** Supplied passage follows **

Law firms must further ensure that female voices are amplified and that they are able to take part in decision-making processes. Female lawyers must be encouraged to speak out in meetings without being interrupted. Further, it is necessary to train team members on how to respectfully listen and respond.

Equal pay for equal work

Equal pay for equal work is sadly not yet the norm for a substantial number of organisations. Currently, on average women make 77 cents for every $1 earned by men. This pay gap is even more pronounced for women of colour.[3] It also heavily impacts mothers, who may be pushed into the informal sector due to lack of childcare options.

Lawyers are the custodian of the law, so one might be surprised to know that the sector is among the industries perpetuating pay inequality. According to research on pay analytics by The Next 100 Years and Gapsquare, the gender pay gap in the legal sector is 25.4 per cent.[4] Male partners also receive higher remuneration (basic pay and bonuses from brief allocation) compared to female partners.

Law firms should guarantee that female employees are being paid the same as their male counterparts, create policies regarding equal pay and implement a culture of transparency concerning renumeration.

Paid maternity leave

Women are often faced with the dilemma of either starting a family or investing in their careers. Along with pregnancy comes a fear of losing their jobs or being passed over for promotion opportunities as they take time off to nurse children.

Paid maternity leave is a human right that must not be ignored by any country or organisation, yet law firms are among the highest offenders in relation to discriminatory practices concerning maternity protection.

While some law firms are supportive and offer maternity leave that goes beyond the 14 weeks provided for by the International Labour Organization (ILO) through the Maternity Protection Convention 2000 No 183 and/or by respective country statutes, several law firms opt to dismiss pregnant women. Firms also tend not to have policies on leave, especially in relation to miscarriage or stillbirth in the third trimester.

** End of Supplied passage **
** Listed records follows **

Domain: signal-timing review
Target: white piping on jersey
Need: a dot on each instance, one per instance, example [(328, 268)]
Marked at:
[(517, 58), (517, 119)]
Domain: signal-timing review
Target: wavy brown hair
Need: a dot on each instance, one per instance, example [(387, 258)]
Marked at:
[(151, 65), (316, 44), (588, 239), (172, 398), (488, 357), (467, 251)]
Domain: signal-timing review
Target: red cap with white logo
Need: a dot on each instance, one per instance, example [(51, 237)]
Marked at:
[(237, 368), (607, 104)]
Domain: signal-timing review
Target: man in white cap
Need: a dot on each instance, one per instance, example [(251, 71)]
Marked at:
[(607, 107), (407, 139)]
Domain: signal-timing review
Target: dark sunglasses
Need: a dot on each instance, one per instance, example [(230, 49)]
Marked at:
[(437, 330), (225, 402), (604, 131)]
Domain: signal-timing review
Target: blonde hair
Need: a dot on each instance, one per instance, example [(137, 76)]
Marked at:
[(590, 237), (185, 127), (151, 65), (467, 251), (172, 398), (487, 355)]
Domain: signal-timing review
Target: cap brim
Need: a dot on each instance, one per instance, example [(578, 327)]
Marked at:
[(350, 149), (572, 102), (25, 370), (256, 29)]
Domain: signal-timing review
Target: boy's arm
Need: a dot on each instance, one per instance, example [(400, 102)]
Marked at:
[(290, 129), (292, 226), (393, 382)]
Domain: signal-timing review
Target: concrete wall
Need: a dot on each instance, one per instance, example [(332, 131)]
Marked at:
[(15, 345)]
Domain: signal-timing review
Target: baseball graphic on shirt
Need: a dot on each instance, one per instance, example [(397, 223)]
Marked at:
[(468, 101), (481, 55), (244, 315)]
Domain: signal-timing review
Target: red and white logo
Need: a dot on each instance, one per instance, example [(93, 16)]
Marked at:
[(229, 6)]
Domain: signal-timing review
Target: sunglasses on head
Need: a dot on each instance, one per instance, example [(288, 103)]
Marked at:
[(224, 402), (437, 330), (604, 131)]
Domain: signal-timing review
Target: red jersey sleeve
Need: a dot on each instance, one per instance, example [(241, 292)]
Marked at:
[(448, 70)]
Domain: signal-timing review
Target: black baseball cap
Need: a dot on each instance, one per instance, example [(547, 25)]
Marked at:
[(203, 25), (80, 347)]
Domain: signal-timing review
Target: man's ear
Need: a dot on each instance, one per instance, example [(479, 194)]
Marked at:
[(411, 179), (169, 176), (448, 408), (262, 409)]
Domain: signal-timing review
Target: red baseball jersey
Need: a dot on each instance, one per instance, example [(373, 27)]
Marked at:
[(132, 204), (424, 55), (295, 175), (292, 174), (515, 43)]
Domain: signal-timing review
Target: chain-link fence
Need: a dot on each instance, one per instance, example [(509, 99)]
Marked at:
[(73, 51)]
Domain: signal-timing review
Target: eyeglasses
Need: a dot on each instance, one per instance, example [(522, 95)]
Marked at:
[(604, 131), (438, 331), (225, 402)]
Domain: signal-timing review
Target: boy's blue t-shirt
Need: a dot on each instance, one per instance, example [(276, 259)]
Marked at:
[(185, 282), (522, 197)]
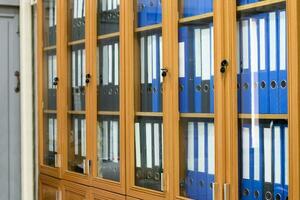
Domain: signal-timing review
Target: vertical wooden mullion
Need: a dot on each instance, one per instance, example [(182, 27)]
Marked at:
[(293, 34)]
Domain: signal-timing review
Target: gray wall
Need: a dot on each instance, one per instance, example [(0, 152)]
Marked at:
[(9, 2)]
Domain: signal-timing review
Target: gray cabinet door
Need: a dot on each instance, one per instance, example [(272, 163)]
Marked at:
[(10, 159)]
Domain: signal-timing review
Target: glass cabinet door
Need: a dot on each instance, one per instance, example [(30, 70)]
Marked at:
[(196, 100), (50, 83), (77, 81), (262, 100), (108, 91)]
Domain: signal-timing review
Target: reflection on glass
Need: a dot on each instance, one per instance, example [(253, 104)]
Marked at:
[(108, 146), (77, 22), (196, 74), (77, 144), (198, 155), (262, 77), (108, 84), (51, 80), (50, 21), (108, 16), (195, 7), (150, 71), (149, 153), (149, 12), (50, 139), (78, 78)]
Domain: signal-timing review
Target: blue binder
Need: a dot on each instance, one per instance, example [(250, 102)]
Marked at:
[(278, 144), (273, 64), (246, 189), (198, 71), (283, 104), (246, 69), (264, 82), (186, 76)]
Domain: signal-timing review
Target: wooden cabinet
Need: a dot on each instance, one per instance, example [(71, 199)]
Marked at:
[(176, 99)]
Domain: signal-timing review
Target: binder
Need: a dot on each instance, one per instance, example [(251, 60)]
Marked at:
[(186, 71), (283, 103), (198, 71), (210, 160), (268, 170), (212, 71), (273, 62), (264, 82), (286, 161), (201, 174), (206, 66), (245, 70), (278, 159), (254, 65), (246, 184), (191, 185)]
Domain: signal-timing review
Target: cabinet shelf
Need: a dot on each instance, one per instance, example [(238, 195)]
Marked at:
[(260, 4), (196, 18), (108, 36), (263, 116)]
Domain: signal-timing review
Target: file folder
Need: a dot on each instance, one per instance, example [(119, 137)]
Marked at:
[(246, 163), (245, 70), (254, 65), (278, 160), (186, 72), (210, 160), (264, 82), (206, 66), (283, 103), (273, 62), (198, 71), (268, 170)]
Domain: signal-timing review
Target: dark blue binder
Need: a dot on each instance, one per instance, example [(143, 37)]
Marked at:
[(246, 68), (283, 104), (273, 64), (186, 77), (264, 82)]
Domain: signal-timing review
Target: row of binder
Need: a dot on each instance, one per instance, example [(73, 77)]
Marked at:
[(264, 161), (52, 22), (108, 95), (262, 74), (109, 149), (151, 79), (149, 154), (200, 160), (149, 12), (52, 74), (196, 69), (78, 78), (109, 15), (78, 20), (197, 7)]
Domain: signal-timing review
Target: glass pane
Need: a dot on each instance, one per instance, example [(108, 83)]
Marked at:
[(262, 97), (190, 8), (149, 69), (149, 12), (108, 16), (78, 73), (149, 152), (50, 80), (50, 139), (108, 80), (77, 19), (77, 144), (108, 146), (50, 21), (198, 153)]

** End of Listed records **

-- Problem to work on --
List every organization named in the passage on women in law firms. The material comes from a separate source and has no connection to the text.

-- The completed task --
The Next 100 Years
Gapsquare
International Labour Organization (ILO)